EXERCISE PASSAGE:
•••
# Snack Sticks - Looking for A Hot Recipe



## mkriet (Nov 21, 2016)

Hey guys,

I've been trying different snack stick recipes, and am looking for a hot one.  I remember as a kid, my uncles would bring over "ted hots" in the fall after one of them got a deer.  They would always have their deer processed at a butcher, so no recipe to be passed down.  I can remember the distinct taste, and they always had some kick to them.  

I've tried making a few different recipes, including the LEM Hot snack sticks, but was not impressed, as they were pretty mild. 

I'm looking for any pointers out there from anyone that may have something like this, or anyone that would be willing to share a recipe.  

I've made 5 lb batches so far.  Would be interested to know how much of ingredients like cayenne, crushed red pepper flakes, black pepper, and any other ingredients you would use for a 5 lb batch.  

Also, haven't used any ground or whole mustard seeds yet, but was wondering if that added much spice.  Your feedback is much appreciated.  I have a fairly new smokehouse that needs to be run.  













20161120_123357.jpg



__ mkriet
__ Nov 21, 2016


















20161120_123238.jpg



__ mkriet
__ Nov 21, 2016






Snack Sticks from yesterday.  Used ECA, and its a little much for me.  But not hot enough.


----------



## dward51 (Nov 21, 2016)

Well, there is no reason you cannot take a commercial snack stick seasoning and use it as a base to punch it up to your desired level of heat.  I've been using AC Legg #116 snack stick seasoning and adding jalapeno powder for a little heat with some flavor instead of pure heat.  I also use ECA. 

But if you really want some heat, just add copious amounts of cayenne or any other thermonuclear concoction of your liking...

PS - you don't have to stick to ground peppers, as most sticks involve some liquid in the mixing process.  If you have a favorite hot sauce (and there are thousands of options in that area), just sprinkle in as much as you dare...


----------



## crazymoon (Nov 21, 2016)

dward51 said:


> Well, there is no reason you cannot take a commercial snack stick seasoning and use it as a base to punch it up to your desired level of heat.  I've been using AC Legg #116 snack stick seasoning and adding jalapeno powder for a little heat with some flavor instead of pure heat.  I also use ECA.
> 
> But if you really want some heat, just add copious amounts of cayenne or any other thermonuclear concoction of your liking...
> 
> PS - you don't have to stick to ground peppers, as most sticks involve some liquid in the mixing process.  If you have a favorite hot sauce (and there are thousands of options in that area), just sprinkle in as much as you dare...


I agree! jalapeno,cayenne or habanero could all be added to a commercial mix to spice it up. Hope you find a good recipe!
•••
RECORDED DATA:
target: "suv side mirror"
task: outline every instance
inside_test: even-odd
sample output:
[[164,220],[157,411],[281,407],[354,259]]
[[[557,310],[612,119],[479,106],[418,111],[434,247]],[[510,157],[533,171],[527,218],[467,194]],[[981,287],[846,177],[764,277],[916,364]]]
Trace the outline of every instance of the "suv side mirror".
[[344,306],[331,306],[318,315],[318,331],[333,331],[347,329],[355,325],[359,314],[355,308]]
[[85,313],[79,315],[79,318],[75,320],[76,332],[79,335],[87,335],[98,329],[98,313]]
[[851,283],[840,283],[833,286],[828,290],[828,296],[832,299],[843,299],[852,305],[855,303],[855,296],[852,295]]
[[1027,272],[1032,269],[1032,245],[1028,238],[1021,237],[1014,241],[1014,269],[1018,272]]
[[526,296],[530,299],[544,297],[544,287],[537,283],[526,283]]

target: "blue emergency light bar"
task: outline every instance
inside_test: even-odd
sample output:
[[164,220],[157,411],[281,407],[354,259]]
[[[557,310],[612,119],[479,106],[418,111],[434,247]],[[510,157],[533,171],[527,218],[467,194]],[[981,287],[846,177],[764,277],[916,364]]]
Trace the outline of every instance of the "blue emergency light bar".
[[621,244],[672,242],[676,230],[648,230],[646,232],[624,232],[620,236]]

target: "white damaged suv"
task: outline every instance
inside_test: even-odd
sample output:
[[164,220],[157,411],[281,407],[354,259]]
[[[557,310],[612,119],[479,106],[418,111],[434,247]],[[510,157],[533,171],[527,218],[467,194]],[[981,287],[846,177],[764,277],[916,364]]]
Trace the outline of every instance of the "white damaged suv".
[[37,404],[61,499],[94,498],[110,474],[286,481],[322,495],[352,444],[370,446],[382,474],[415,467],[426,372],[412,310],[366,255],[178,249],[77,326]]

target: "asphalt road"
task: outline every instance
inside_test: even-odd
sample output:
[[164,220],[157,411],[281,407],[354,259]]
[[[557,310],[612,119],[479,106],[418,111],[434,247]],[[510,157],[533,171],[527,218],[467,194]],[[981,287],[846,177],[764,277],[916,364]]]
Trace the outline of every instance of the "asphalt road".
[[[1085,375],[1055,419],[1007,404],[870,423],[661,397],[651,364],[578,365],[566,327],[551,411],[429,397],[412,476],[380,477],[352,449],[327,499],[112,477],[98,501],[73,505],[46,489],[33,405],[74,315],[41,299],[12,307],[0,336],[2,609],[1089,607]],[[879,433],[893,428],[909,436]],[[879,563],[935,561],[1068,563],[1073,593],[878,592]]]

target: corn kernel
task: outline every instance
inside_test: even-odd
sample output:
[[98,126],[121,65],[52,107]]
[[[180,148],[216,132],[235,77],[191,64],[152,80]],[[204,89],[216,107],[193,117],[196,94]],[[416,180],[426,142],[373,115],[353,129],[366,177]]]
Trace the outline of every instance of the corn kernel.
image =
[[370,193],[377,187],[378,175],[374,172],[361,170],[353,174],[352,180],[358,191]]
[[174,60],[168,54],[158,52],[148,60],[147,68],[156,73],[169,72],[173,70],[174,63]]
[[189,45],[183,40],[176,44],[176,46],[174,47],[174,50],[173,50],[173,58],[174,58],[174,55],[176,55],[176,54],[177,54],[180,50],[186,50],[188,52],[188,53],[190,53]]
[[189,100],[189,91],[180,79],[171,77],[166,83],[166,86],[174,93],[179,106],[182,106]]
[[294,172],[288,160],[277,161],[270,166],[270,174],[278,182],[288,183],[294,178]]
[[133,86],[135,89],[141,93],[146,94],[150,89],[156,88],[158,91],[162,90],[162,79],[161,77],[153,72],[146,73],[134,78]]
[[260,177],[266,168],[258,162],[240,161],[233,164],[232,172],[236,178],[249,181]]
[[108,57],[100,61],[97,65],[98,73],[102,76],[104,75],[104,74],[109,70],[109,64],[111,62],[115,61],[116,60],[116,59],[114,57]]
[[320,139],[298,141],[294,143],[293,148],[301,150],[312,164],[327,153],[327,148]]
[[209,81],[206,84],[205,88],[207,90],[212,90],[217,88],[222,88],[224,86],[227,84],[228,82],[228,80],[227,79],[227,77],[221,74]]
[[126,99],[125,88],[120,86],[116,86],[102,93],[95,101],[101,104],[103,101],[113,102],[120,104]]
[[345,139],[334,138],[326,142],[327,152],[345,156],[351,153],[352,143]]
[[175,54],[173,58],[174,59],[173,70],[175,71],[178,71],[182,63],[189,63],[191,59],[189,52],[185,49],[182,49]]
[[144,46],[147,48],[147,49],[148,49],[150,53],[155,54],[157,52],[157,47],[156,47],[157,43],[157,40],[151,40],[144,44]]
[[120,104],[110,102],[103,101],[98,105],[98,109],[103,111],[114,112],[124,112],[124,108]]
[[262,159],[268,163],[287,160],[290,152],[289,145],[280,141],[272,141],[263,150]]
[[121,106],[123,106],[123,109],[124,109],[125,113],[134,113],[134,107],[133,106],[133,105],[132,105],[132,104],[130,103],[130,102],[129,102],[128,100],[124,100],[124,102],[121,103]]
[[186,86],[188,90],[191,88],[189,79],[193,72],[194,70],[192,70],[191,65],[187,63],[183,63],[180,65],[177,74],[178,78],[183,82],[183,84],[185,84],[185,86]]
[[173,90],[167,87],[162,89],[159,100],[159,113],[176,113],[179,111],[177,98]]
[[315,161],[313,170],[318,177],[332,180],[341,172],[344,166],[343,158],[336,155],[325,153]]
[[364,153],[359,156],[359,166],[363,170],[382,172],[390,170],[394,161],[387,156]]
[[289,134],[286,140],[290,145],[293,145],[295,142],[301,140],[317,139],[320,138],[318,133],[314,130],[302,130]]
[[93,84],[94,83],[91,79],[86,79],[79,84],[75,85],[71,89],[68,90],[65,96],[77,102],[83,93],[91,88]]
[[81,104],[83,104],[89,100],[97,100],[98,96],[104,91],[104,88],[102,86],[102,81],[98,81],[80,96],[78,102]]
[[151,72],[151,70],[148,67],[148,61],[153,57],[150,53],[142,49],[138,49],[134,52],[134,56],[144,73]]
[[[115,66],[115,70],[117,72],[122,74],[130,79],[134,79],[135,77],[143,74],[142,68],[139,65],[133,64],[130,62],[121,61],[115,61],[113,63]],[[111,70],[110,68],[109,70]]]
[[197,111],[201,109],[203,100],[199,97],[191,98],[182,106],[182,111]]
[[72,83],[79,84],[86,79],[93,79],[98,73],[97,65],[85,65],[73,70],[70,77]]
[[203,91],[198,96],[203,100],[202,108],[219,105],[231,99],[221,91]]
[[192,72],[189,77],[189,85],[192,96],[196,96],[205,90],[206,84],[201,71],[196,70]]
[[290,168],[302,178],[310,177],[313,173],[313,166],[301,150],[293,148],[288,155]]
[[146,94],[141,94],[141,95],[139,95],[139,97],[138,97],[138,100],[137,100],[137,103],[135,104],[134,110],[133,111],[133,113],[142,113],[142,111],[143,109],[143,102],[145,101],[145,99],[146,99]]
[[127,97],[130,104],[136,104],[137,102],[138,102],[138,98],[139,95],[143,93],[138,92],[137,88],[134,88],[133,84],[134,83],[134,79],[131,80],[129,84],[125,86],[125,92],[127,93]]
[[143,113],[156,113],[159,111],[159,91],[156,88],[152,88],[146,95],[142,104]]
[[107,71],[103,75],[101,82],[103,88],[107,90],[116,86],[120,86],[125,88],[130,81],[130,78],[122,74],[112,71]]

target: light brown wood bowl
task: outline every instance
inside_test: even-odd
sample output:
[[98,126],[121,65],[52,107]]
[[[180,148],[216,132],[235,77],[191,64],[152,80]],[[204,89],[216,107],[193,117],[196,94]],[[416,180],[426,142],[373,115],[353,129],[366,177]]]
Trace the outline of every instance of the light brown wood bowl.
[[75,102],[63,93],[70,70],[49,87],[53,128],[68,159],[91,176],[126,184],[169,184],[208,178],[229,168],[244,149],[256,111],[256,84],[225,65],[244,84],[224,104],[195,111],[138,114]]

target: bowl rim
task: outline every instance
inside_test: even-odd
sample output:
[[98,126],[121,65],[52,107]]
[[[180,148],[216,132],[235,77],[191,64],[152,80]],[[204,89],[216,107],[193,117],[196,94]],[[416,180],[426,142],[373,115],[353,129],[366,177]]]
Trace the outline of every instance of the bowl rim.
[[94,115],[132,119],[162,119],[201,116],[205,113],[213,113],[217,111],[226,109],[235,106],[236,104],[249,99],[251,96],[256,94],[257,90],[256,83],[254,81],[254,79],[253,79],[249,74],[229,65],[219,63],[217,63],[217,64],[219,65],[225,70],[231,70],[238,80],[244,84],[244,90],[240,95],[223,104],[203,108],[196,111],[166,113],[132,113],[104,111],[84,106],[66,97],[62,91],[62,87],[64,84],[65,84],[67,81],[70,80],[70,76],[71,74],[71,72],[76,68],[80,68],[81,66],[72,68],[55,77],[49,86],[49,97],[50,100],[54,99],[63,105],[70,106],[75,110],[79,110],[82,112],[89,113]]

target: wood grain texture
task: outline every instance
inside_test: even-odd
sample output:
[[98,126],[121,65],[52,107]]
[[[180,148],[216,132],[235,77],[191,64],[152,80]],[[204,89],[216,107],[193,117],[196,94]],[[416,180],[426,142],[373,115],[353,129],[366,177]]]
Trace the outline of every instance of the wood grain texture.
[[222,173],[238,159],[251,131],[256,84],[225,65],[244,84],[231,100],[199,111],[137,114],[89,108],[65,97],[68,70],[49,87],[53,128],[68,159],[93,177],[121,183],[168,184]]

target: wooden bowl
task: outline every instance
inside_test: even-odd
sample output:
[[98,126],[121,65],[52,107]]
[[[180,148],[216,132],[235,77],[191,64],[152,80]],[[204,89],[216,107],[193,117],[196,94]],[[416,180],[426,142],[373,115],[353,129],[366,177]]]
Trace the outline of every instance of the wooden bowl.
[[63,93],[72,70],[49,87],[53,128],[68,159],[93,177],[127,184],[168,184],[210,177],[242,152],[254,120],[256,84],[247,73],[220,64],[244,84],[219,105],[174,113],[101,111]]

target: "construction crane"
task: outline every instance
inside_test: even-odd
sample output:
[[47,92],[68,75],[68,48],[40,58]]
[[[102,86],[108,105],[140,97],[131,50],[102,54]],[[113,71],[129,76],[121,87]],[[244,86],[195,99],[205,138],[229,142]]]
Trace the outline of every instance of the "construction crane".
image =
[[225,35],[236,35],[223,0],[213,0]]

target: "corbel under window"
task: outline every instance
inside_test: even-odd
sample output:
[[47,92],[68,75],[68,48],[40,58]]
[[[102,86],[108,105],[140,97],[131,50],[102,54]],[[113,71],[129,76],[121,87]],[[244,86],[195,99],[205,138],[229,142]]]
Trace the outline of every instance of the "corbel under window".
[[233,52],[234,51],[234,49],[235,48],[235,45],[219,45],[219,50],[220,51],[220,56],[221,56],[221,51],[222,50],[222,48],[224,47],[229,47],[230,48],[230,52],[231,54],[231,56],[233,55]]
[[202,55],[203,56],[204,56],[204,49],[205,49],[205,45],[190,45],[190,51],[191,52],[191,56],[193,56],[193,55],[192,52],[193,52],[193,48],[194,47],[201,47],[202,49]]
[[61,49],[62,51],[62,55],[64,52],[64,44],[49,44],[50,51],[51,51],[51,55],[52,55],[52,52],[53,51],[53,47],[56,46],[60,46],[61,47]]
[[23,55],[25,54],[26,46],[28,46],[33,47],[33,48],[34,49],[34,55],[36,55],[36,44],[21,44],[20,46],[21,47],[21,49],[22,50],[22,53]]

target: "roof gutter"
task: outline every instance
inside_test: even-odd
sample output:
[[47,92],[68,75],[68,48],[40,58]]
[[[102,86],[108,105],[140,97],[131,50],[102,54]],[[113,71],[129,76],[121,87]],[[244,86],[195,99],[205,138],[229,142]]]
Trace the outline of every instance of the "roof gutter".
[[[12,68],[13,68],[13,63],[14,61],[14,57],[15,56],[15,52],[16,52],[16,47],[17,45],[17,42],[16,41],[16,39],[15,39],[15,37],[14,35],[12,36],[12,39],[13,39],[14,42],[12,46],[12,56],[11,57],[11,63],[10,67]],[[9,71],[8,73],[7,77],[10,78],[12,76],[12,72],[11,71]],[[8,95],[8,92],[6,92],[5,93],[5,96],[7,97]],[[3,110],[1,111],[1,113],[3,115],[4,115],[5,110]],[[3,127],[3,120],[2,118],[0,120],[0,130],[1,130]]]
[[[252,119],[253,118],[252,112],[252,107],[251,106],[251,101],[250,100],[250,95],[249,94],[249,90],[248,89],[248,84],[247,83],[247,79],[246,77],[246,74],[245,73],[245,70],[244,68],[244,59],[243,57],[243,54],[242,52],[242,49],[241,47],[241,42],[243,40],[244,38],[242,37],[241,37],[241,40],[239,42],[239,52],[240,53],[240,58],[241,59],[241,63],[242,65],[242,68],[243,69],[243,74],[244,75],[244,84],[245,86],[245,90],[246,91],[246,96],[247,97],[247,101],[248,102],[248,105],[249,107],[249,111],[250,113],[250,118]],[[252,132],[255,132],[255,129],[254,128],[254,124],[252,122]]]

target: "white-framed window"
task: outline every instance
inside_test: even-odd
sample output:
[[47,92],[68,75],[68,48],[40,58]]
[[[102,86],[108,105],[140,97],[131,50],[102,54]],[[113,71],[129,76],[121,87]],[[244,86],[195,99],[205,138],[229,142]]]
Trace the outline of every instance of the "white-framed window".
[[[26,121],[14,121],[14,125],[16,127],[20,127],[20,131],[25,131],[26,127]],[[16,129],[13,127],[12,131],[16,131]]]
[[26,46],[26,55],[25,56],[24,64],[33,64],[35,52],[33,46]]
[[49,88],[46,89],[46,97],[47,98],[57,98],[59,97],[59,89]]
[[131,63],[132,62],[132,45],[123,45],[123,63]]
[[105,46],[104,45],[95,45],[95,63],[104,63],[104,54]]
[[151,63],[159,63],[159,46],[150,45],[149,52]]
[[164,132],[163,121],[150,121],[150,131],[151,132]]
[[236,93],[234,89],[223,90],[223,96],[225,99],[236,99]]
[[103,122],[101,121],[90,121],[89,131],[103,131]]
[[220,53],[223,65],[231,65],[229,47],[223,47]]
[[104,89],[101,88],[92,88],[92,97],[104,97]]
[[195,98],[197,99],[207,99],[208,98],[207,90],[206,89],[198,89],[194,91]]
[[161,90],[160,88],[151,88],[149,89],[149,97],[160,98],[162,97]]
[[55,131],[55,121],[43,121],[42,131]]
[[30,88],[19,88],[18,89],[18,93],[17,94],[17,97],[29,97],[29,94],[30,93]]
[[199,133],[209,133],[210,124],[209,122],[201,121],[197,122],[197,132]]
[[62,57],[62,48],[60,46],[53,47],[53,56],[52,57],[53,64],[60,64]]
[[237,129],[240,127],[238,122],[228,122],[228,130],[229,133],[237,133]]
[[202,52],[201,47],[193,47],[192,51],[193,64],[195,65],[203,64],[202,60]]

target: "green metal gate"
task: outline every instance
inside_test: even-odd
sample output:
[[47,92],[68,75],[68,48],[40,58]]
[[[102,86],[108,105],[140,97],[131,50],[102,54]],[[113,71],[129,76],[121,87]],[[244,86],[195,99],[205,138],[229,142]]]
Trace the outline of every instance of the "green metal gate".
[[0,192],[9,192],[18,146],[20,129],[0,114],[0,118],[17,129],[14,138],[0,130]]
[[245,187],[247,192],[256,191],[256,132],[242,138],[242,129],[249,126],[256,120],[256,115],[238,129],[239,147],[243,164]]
•••
EXERCISE GOAL: In the snack stick thread, which commercial seasoning does dward51 say he has been using? The items play no part in this.

TASK RESPONSE: AC Legg #116 snack stick seasoning.